* _EXERCISE OBJECTIVE_
Scan the data below for the string "dense". Show every line where it turns up.

* _ENTRIES SHOWN_

---------------

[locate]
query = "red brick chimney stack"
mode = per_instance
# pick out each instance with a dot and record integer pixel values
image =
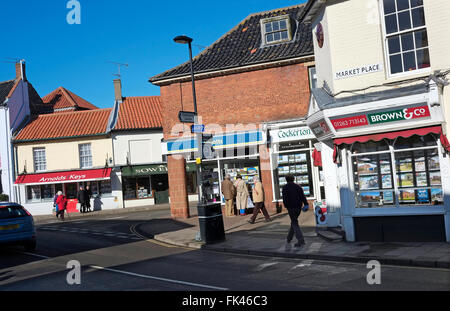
(20, 70)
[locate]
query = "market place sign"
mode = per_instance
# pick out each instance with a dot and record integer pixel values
(398, 115)
(296, 133)
(358, 71)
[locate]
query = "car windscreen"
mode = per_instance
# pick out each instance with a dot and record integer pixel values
(8, 212)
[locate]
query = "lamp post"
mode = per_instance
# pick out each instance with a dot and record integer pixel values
(187, 40)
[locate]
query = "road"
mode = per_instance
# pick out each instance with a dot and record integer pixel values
(115, 256)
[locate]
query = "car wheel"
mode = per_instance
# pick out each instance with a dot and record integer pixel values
(30, 246)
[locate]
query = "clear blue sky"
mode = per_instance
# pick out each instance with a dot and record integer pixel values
(137, 32)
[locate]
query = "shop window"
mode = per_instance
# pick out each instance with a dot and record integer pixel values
(85, 155)
(406, 36)
(38, 194)
(136, 188)
(40, 162)
(408, 174)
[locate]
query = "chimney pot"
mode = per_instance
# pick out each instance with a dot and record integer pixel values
(118, 90)
(20, 71)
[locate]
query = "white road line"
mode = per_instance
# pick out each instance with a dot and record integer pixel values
(265, 265)
(159, 279)
(304, 263)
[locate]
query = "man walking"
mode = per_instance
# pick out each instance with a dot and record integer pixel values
(293, 197)
(241, 194)
(258, 200)
(228, 191)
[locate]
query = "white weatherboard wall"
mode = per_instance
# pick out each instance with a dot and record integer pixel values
(143, 148)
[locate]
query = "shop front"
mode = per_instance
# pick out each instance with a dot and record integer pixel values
(386, 166)
(292, 148)
(36, 191)
(145, 185)
(236, 153)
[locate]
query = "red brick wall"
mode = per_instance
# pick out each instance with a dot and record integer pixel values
(244, 98)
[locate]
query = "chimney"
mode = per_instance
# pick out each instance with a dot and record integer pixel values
(20, 70)
(118, 90)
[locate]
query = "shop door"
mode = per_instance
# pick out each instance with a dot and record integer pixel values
(161, 186)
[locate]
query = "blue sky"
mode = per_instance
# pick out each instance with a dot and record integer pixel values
(137, 32)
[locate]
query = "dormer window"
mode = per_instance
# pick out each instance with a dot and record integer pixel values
(276, 29)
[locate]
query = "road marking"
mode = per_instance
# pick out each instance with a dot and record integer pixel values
(305, 263)
(160, 279)
(265, 265)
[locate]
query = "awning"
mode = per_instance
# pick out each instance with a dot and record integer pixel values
(317, 158)
(64, 177)
(392, 135)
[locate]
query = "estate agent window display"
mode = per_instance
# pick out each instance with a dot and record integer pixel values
(399, 172)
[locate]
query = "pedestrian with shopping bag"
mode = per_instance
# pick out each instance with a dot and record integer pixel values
(241, 194)
(293, 199)
(229, 192)
(258, 200)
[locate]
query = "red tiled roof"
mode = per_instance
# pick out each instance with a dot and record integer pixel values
(139, 113)
(66, 124)
(62, 98)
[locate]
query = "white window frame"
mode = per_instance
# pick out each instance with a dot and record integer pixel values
(83, 163)
(263, 23)
(39, 161)
(399, 33)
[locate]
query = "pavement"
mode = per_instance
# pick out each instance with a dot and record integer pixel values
(269, 239)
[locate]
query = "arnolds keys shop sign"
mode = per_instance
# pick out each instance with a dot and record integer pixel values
(378, 117)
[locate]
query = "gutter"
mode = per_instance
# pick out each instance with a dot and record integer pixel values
(231, 70)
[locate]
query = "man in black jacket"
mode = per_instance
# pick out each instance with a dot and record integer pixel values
(293, 198)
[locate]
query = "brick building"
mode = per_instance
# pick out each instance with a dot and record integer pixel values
(253, 91)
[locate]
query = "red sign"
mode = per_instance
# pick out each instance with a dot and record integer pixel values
(64, 177)
(349, 122)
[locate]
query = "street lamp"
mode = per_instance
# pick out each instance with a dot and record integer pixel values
(187, 40)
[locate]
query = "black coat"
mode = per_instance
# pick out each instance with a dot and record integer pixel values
(293, 196)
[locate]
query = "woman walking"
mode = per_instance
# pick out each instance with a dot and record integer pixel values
(241, 194)
(61, 203)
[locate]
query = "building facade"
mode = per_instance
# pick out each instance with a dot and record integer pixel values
(61, 152)
(380, 113)
(253, 80)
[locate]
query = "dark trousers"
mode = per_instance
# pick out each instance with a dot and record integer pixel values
(259, 206)
(294, 213)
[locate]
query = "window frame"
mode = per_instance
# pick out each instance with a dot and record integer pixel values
(36, 167)
(412, 30)
(265, 21)
(81, 157)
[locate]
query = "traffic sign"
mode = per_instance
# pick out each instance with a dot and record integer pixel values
(187, 116)
(197, 128)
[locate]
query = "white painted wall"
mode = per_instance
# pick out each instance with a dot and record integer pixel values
(143, 147)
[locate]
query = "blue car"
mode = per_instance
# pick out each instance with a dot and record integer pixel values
(17, 226)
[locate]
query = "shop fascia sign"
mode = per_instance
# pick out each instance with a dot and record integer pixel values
(296, 133)
(358, 71)
(148, 170)
(379, 117)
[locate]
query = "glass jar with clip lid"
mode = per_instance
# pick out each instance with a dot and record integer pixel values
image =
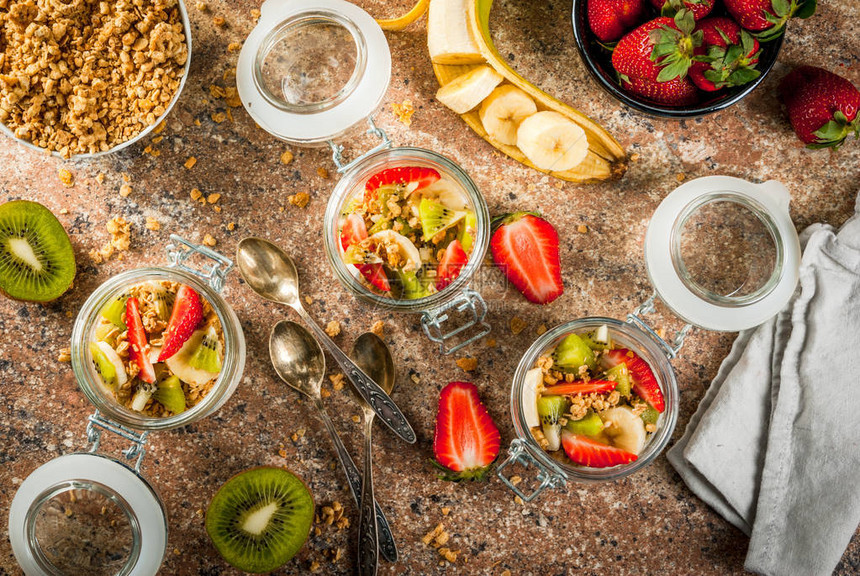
(405, 228)
(91, 513)
(722, 254)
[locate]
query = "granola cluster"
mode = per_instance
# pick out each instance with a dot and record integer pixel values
(82, 76)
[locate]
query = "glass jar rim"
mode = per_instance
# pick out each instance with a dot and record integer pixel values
(232, 365)
(403, 155)
(665, 378)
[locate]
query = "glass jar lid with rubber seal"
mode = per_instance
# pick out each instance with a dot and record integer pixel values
(406, 228)
(596, 399)
(152, 348)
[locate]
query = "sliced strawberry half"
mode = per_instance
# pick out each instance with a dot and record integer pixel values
(586, 451)
(580, 387)
(138, 349)
(466, 441)
(451, 264)
(525, 247)
(644, 383)
(352, 232)
(404, 176)
(187, 314)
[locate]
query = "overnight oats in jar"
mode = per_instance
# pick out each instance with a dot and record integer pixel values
(406, 229)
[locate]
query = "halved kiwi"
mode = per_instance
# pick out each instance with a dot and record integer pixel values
(260, 518)
(37, 263)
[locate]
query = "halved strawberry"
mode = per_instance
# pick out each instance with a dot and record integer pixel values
(588, 452)
(138, 349)
(187, 314)
(580, 387)
(466, 441)
(452, 262)
(403, 175)
(644, 383)
(352, 232)
(525, 247)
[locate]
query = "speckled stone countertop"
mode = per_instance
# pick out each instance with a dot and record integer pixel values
(648, 523)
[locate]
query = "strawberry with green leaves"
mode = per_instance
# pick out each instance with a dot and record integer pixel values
(652, 61)
(822, 106)
(699, 8)
(610, 19)
(727, 56)
(466, 442)
(768, 17)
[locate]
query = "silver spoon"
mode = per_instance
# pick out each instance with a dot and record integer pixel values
(270, 272)
(373, 356)
(300, 362)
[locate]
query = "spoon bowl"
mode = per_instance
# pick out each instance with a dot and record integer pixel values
(268, 270)
(297, 357)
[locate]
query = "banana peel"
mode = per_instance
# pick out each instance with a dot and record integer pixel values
(606, 157)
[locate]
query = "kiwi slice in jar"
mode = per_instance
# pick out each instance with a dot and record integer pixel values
(260, 518)
(37, 263)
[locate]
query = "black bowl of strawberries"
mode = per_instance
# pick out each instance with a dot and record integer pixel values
(682, 58)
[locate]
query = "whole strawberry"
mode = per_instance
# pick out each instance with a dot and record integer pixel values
(610, 19)
(822, 106)
(652, 61)
(768, 16)
(699, 8)
(727, 57)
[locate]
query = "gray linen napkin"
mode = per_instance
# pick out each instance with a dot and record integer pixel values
(775, 444)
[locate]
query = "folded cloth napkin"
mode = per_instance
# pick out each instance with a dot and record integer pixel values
(775, 444)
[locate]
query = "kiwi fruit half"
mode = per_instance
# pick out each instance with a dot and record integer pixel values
(37, 263)
(260, 518)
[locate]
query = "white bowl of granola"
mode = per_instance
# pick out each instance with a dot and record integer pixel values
(83, 91)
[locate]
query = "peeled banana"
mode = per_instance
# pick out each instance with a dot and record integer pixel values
(467, 91)
(502, 112)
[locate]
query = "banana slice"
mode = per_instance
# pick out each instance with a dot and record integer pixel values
(552, 141)
(502, 112)
(532, 383)
(448, 35)
(402, 245)
(180, 364)
(626, 430)
(468, 90)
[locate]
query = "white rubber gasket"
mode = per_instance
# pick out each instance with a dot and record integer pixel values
(316, 127)
(672, 290)
(93, 468)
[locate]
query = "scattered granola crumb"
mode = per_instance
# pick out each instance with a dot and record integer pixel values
(299, 200)
(337, 381)
(66, 177)
(518, 325)
(403, 111)
(333, 328)
(467, 364)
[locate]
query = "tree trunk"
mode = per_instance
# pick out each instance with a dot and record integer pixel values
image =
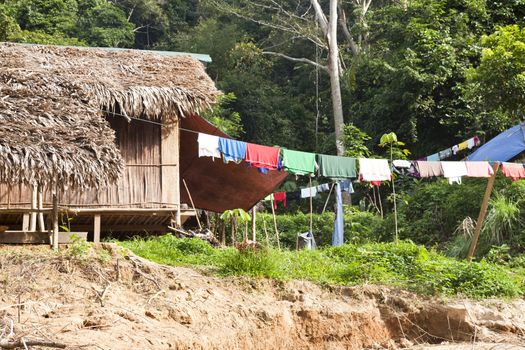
(335, 84)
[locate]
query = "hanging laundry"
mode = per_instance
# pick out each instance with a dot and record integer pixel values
(433, 158)
(299, 163)
(477, 141)
(232, 150)
(374, 170)
(279, 197)
(346, 186)
(479, 169)
(463, 146)
(403, 164)
(454, 171)
(336, 167)
(262, 156)
(208, 146)
(308, 192)
(513, 170)
(293, 195)
(471, 143)
(447, 153)
(323, 188)
(338, 233)
(429, 169)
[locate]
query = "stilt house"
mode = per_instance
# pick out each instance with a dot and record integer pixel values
(103, 129)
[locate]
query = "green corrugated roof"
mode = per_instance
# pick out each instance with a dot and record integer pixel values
(198, 56)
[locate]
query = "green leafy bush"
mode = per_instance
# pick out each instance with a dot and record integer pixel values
(404, 264)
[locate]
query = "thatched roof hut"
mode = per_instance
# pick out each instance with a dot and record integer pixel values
(133, 83)
(52, 100)
(110, 129)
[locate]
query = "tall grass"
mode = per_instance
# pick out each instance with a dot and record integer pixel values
(404, 264)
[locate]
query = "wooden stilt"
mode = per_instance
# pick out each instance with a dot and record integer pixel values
(482, 212)
(266, 233)
(275, 224)
(192, 204)
(254, 217)
(311, 208)
(25, 222)
(34, 199)
(96, 228)
(41, 223)
(55, 221)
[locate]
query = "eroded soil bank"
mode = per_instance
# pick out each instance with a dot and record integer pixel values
(125, 302)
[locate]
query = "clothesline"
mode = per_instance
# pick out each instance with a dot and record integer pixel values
(448, 152)
(337, 167)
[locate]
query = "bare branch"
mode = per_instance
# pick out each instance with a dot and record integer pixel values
(346, 32)
(321, 17)
(297, 59)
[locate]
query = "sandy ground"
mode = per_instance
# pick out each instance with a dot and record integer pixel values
(126, 302)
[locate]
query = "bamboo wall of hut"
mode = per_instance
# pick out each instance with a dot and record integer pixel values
(140, 186)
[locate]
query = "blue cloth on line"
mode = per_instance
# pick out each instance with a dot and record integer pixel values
(338, 234)
(232, 150)
(346, 186)
(434, 157)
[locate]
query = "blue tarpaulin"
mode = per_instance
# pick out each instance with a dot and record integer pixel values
(338, 234)
(503, 147)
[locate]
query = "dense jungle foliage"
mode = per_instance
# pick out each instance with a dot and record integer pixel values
(435, 72)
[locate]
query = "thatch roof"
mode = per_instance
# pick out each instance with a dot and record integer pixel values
(53, 139)
(132, 82)
(52, 102)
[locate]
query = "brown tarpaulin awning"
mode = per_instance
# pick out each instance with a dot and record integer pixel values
(214, 185)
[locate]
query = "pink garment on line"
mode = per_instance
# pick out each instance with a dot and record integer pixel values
(262, 156)
(513, 170)
(429, 168)
(279, 197)
(479, 169)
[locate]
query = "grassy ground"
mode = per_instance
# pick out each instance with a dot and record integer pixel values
(403, 264)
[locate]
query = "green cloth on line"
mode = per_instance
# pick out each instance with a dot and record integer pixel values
(336, 167)
(297, 162)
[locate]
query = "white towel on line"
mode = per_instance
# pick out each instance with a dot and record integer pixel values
(208, 146)
(454, 171)
(374, 170)
(308, 192)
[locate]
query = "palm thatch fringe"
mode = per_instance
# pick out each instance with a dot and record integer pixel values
(53, 139)
(134, 83)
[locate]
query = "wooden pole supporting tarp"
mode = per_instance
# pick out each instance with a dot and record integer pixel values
(55, 220)
(41, 223)
(275, 224)
(254, 217)
(192, 204)
(34, 199)
(482, 212)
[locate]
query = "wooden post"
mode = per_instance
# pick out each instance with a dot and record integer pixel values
(169, 153)
(193, 205)
(96, 228)
(311, 208)
(32, 222)
(41, 223)
(254, 217)
(55, 221)
(275, 224)
(266, 233)
(328, 198)
(482, 213)
(25, 222)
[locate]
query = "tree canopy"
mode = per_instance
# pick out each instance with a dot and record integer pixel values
(432, 71)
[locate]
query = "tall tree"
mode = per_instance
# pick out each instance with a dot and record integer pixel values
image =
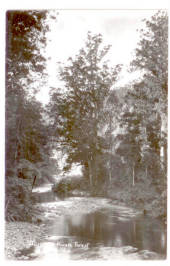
(88, 80)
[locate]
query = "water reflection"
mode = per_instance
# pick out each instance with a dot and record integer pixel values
(101, 229)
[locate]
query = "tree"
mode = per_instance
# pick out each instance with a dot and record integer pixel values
(26, 134)
(152, 59)
(80, 111)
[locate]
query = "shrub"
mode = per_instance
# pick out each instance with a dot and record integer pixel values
(70, 183)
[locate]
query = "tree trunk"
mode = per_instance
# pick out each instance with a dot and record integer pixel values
(146, 172)
(90, 173)
(133, 176)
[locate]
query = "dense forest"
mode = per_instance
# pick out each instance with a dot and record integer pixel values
(118, 135)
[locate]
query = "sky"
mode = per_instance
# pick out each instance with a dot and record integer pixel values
(69, 31)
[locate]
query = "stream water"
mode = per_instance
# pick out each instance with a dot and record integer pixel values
(106, 233)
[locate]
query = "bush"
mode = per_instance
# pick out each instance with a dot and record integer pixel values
(70, 183)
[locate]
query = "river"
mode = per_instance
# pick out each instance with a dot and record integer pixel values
(106, 231)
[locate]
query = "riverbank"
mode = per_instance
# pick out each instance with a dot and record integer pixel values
(29, 241)
(19, 236)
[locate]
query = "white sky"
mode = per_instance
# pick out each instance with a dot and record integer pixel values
(69, 32)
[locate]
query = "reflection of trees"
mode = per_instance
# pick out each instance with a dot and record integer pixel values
(98, 228)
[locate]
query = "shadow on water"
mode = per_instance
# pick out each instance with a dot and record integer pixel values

---------------

* _RESPONSE AREA_
query = "dense jungle foliage"
query = "dense forest"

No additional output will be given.